*Problem requirements:*
Only these lines of the data below are wanted: the one with "the white wall", the one with "the white baseboard", and any lines between them, each repeated exactly.

*Listed entries:*
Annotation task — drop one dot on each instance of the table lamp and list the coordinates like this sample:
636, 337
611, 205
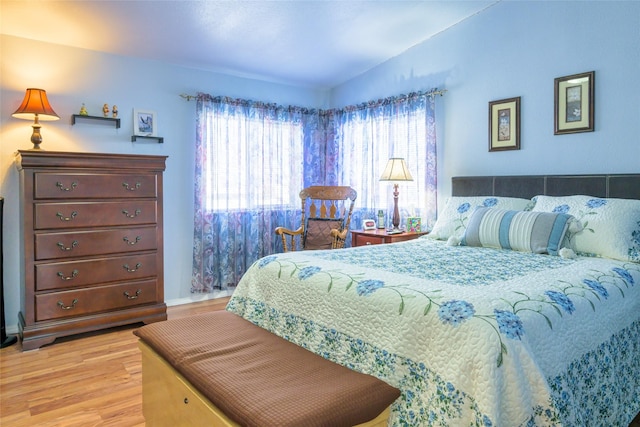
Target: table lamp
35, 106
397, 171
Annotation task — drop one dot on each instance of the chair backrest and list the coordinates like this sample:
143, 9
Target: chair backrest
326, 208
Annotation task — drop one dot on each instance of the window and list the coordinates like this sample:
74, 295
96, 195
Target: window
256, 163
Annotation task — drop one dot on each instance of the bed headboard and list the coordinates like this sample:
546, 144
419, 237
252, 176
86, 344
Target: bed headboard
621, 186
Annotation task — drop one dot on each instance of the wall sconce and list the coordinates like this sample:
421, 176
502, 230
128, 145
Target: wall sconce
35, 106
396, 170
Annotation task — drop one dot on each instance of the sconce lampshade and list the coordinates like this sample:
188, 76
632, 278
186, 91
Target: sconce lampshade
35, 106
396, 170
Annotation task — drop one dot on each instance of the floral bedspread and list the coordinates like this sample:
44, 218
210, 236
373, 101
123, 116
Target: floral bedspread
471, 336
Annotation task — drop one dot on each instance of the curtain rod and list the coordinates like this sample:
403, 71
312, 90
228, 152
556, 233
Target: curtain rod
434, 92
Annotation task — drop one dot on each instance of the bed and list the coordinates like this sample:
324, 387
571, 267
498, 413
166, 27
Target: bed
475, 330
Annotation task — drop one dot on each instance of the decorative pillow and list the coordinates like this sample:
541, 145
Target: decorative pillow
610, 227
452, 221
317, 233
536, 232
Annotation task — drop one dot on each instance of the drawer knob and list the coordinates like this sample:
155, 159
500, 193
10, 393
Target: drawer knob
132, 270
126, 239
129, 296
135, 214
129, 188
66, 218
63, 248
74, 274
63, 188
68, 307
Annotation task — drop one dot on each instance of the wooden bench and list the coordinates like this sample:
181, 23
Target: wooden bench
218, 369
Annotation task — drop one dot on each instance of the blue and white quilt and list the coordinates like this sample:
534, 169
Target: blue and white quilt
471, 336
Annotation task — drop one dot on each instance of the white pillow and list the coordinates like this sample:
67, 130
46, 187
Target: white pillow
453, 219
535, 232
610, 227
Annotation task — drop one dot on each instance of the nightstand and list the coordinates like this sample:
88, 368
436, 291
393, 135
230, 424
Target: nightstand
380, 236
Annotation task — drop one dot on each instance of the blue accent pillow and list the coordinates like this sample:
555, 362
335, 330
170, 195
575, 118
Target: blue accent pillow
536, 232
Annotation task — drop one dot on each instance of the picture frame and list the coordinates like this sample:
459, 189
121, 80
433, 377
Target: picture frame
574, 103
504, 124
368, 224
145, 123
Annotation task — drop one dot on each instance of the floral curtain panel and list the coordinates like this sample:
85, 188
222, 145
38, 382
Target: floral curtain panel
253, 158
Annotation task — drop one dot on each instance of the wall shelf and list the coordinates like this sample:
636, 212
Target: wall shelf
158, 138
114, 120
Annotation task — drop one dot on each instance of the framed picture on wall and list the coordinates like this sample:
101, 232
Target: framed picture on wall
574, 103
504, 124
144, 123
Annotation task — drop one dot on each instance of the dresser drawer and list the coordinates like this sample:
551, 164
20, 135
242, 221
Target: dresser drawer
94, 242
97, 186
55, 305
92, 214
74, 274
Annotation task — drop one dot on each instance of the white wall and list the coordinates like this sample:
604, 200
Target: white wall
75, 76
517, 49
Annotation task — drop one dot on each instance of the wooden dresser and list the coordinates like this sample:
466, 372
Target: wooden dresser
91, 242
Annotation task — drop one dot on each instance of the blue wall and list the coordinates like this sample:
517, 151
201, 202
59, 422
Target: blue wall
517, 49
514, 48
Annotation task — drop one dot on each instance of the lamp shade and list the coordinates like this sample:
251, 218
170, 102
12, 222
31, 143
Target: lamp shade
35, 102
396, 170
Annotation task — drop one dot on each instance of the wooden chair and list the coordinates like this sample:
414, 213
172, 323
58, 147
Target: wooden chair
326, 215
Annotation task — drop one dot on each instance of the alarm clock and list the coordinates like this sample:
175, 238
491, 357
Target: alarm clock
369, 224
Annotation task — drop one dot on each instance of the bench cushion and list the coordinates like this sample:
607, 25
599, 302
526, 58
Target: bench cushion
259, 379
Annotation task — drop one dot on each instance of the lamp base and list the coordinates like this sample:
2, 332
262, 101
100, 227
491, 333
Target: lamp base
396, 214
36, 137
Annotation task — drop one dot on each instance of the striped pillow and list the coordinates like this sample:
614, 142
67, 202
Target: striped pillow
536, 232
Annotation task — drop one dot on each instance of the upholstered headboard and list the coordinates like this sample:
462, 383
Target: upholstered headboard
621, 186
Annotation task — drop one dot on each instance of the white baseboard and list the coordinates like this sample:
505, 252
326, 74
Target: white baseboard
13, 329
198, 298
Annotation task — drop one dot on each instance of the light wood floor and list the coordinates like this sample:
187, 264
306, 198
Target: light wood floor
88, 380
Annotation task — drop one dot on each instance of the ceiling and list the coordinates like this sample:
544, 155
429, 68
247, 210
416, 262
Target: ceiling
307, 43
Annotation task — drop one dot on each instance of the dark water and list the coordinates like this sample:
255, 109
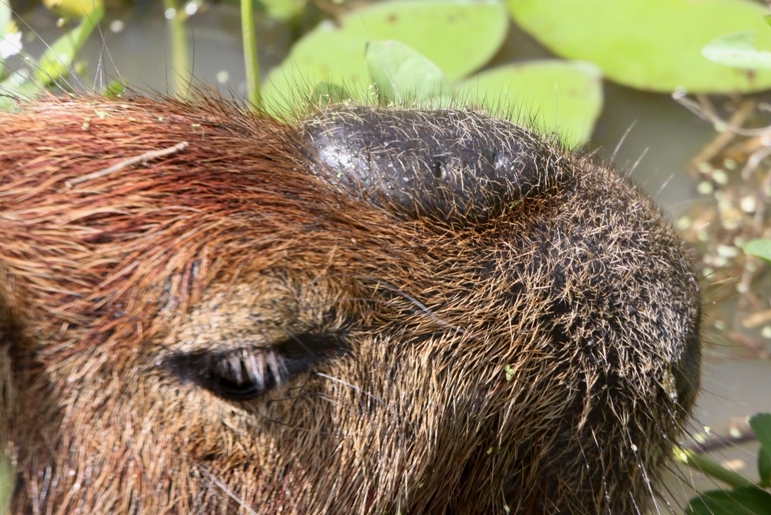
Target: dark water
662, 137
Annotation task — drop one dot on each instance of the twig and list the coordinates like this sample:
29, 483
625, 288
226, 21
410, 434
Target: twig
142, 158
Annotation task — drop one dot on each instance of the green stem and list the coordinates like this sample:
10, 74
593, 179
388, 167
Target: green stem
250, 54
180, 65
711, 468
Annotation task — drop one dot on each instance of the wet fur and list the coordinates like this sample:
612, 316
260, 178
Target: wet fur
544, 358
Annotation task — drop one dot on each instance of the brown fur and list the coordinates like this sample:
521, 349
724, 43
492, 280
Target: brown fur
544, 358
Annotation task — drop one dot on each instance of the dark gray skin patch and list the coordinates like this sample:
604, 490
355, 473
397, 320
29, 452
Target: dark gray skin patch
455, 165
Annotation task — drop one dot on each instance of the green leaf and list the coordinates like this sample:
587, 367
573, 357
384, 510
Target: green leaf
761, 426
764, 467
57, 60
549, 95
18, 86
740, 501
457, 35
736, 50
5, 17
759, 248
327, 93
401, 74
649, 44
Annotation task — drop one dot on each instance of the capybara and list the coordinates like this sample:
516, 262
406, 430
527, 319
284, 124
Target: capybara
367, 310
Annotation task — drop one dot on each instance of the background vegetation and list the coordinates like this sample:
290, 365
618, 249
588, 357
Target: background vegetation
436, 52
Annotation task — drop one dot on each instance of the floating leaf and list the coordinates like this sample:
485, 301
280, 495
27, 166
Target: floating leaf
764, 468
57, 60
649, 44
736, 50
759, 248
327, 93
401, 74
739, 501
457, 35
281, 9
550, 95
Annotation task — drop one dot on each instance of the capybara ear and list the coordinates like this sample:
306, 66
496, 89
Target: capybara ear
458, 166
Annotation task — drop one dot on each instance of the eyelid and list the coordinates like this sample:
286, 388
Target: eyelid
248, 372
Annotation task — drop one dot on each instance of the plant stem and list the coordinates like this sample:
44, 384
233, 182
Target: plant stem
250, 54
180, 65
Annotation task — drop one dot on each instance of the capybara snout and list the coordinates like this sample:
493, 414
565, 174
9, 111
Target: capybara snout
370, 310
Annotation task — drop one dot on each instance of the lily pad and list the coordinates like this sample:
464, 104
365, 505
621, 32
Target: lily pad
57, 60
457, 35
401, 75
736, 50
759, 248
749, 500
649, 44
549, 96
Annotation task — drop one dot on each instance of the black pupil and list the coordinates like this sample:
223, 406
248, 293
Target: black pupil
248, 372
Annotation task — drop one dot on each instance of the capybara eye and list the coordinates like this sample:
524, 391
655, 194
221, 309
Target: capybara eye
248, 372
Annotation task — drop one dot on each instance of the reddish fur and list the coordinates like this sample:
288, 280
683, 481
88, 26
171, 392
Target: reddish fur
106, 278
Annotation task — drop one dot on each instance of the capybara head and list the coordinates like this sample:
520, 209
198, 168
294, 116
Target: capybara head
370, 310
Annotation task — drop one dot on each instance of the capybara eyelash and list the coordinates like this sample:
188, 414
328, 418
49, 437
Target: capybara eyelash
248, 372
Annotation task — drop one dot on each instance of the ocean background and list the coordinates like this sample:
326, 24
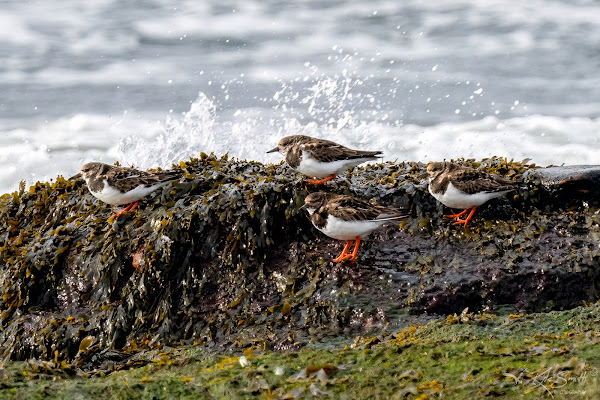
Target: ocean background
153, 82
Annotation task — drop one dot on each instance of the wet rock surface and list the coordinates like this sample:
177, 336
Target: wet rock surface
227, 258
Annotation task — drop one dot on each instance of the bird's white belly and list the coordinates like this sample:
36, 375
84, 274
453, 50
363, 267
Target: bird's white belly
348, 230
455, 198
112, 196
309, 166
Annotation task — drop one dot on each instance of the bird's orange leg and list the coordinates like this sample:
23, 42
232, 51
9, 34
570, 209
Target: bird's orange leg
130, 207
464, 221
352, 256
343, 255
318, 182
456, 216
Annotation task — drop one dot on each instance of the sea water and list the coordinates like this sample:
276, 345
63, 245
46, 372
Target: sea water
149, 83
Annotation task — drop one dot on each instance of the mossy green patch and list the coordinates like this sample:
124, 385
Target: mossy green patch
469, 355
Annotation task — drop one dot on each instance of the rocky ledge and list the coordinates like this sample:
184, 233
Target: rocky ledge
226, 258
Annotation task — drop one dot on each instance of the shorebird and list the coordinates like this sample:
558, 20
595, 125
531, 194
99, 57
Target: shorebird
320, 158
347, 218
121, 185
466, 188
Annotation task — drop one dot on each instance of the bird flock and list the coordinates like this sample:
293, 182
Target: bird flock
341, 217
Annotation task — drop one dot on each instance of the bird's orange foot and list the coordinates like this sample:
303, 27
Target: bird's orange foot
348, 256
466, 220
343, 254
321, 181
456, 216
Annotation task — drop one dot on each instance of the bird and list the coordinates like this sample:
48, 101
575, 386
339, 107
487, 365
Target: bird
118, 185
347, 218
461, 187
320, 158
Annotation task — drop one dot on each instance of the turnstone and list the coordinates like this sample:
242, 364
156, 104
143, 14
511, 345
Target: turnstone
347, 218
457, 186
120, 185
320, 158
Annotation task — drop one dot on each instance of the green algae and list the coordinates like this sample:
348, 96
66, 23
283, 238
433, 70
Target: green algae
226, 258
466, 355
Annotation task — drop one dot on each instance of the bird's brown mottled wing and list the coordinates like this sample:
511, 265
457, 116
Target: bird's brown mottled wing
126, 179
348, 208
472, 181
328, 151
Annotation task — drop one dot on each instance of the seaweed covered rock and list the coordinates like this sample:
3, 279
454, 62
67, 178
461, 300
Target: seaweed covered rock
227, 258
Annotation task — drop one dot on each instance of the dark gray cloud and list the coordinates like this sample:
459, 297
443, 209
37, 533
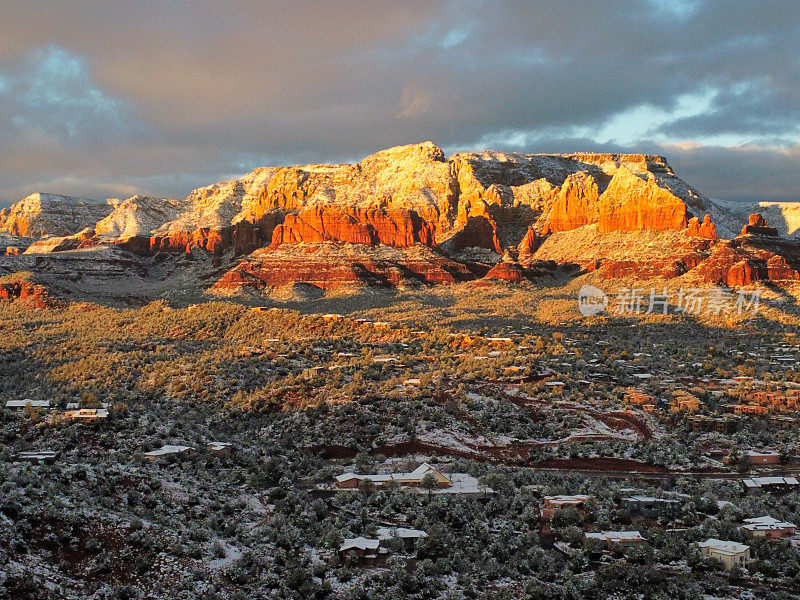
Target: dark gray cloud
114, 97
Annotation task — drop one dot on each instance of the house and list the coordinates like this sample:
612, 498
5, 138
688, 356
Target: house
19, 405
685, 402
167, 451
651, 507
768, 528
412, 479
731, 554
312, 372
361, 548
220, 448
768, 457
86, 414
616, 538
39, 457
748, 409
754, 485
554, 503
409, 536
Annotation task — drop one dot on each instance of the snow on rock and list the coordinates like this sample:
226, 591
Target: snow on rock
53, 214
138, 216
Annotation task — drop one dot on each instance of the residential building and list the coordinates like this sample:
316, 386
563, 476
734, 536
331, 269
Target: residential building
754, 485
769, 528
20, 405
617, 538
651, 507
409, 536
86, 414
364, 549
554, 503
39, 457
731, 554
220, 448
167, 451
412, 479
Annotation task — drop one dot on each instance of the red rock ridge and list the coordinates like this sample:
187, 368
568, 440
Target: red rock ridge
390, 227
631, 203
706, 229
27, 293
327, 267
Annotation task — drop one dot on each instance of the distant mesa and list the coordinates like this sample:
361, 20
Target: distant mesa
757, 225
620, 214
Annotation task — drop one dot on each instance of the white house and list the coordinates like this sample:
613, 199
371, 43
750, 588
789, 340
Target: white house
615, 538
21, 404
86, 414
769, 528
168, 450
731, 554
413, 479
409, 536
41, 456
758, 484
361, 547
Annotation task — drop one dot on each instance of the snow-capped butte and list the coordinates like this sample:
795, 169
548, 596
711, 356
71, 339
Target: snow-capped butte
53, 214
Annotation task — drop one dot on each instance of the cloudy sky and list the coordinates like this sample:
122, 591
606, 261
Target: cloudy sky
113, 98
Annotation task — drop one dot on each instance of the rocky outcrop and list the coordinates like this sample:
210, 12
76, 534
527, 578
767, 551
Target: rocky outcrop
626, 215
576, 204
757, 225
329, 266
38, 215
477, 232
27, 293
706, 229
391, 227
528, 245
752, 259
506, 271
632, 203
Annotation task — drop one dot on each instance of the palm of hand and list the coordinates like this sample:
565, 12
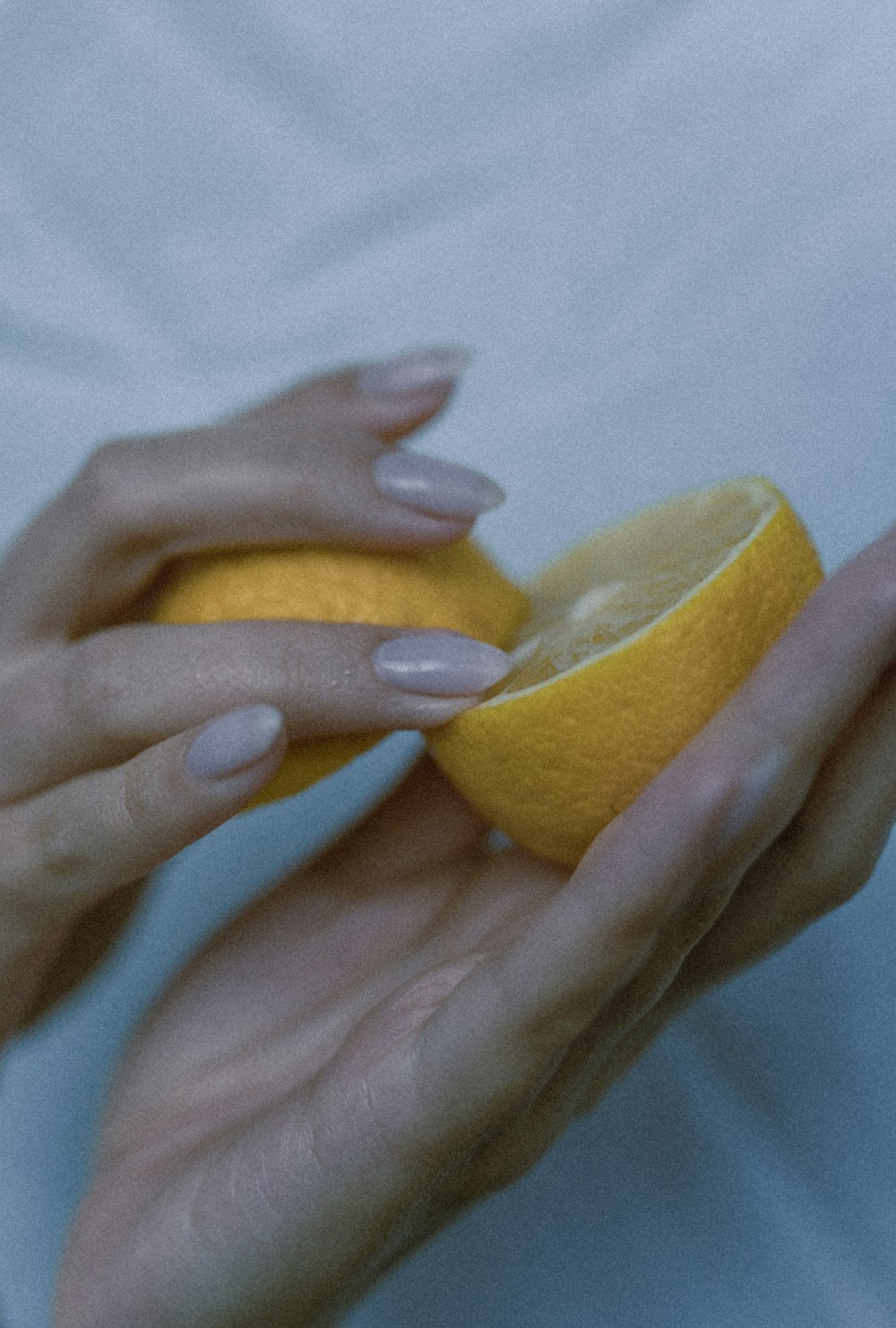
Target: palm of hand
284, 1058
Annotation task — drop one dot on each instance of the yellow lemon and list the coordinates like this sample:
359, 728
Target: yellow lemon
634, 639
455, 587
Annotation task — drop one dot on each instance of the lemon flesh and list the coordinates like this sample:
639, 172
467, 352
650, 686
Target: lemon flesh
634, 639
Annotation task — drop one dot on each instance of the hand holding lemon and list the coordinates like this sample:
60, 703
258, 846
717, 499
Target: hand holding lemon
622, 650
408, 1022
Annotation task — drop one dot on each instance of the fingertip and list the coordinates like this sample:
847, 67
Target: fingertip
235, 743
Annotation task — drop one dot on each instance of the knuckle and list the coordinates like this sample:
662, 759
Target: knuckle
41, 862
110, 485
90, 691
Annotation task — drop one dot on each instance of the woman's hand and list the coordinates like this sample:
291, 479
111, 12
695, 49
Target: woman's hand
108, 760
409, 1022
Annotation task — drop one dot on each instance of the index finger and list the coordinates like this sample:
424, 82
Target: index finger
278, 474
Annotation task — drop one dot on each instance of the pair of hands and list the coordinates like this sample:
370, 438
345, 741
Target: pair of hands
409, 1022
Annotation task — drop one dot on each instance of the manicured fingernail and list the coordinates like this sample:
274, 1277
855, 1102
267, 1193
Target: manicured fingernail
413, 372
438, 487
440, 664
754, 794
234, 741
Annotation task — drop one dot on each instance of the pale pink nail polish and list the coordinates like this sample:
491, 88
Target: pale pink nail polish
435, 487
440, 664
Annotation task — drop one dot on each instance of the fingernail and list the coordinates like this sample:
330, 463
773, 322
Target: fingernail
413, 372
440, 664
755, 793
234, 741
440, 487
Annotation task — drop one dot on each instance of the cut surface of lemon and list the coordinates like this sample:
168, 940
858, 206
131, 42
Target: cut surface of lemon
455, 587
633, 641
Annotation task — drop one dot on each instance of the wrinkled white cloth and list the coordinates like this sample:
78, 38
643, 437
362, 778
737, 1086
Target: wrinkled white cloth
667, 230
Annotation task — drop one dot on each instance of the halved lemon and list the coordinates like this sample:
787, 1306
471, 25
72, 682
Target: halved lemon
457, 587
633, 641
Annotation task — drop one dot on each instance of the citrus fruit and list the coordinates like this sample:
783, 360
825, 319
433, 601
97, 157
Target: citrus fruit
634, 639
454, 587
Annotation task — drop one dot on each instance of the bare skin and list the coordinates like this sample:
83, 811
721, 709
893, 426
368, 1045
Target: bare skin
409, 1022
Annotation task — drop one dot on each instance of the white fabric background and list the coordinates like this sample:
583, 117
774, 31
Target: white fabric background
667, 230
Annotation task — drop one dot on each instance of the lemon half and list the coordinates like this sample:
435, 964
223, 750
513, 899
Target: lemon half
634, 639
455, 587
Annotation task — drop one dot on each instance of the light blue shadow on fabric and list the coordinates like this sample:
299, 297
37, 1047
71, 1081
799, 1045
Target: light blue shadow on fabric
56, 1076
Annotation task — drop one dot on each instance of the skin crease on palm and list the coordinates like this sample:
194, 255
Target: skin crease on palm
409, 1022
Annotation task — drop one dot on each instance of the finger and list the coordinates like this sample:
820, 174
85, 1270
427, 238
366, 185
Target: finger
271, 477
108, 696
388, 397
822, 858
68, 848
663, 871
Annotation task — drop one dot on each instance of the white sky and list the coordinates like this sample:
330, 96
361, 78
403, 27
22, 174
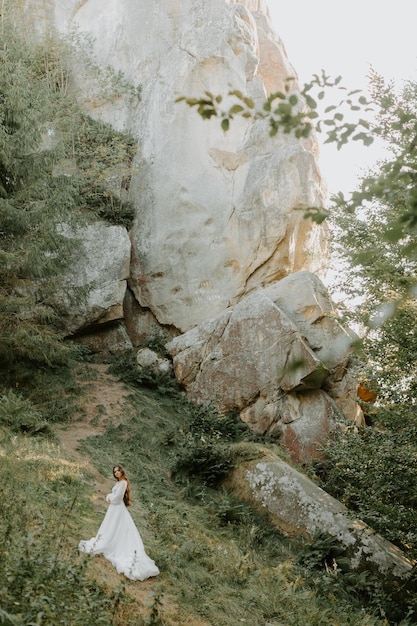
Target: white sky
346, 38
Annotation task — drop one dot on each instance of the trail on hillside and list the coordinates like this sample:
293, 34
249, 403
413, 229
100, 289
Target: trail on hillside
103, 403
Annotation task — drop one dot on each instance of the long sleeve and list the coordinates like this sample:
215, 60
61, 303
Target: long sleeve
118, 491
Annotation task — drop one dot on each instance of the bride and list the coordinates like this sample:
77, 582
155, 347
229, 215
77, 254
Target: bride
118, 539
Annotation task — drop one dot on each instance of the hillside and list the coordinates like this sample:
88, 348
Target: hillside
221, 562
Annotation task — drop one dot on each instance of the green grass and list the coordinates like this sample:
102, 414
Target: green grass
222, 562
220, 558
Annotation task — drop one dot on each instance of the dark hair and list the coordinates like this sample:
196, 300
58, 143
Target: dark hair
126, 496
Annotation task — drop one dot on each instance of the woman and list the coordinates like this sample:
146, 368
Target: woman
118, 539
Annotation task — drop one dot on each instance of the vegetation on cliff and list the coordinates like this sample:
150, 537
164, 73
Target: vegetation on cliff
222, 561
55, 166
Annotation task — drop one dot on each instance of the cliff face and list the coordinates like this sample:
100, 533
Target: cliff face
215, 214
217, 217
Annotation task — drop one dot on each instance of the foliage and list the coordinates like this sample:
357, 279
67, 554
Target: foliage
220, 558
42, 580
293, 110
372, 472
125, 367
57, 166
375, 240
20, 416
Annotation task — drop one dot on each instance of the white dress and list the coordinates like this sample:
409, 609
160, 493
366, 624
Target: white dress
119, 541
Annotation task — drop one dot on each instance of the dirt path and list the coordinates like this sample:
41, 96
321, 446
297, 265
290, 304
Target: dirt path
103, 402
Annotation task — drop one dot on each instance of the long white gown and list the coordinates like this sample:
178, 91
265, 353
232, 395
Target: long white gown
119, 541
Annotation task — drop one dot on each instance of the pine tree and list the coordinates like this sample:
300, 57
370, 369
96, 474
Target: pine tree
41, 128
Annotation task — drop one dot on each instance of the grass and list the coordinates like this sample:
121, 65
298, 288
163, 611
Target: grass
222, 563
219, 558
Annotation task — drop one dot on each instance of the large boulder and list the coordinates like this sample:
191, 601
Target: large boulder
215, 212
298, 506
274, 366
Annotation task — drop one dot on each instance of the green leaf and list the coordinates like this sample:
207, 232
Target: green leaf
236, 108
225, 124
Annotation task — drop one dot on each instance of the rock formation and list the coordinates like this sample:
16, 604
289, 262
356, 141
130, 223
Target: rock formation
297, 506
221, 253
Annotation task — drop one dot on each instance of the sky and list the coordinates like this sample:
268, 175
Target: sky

*Answer area:*
Annotation task — drop one dot on each instance of the white wall and list the coordinates like this sample:
604, 200
Target: white wall
75, 76
517, 49
Annotation task — drop one dot on each instance of the wooden dresser and list the coordinates like this sample:
466, 372
Target: wooden dresser
91, 242
Annotation task — drop one dot on each instance of the blue wall and list the coordinates like this sample:
517, 151
201, 202
59, 422
Target: blue wall
517, 49
514, 48
Annotation task — drop one dot on each instance of the lamp shade and list the coordinates like this sample:
251, 218
170, 102
12, 222
31, 143
Target: lamp shade
35, 102
396, 170
Annotation task — drop one dot on each instance of the wooden chair and list the coordinates like this sample:
414, 213
172, 323
58, 147
Target: wooden chair
326, 215
Annotation task — drop one dot on each instance of the alarm clock and list the coordinates like this sample:
175, 238
491, 357
Target: alarm clock
369, 224
Annotation task — drop one dot on each instance of the bench cushion and list the coordinates like this sample:
607, 25
599, 302
526, 58
Target: bench cushion
259, 379
Annotation task — drop one dot on each instance of the lamp base and list the coordinates like this sample:
2, 332
262, 101
100, 227
491, 333
Target: lamp base
396, 214
36, 137
Annotation task — drop one dot on each instance of the striped pillow and list the coordinates like this sample:
614, 142
67, 202
Target: striped pillow
536, 232
Annotation task — drop one dot on each instance of the upholstered headboard and list the coordinates like this sample:
462, 383
Target: upholstered headboard
621, 186
Annotation task — drop one dot on each instance of the white baseboard and list the coordinates like this sample:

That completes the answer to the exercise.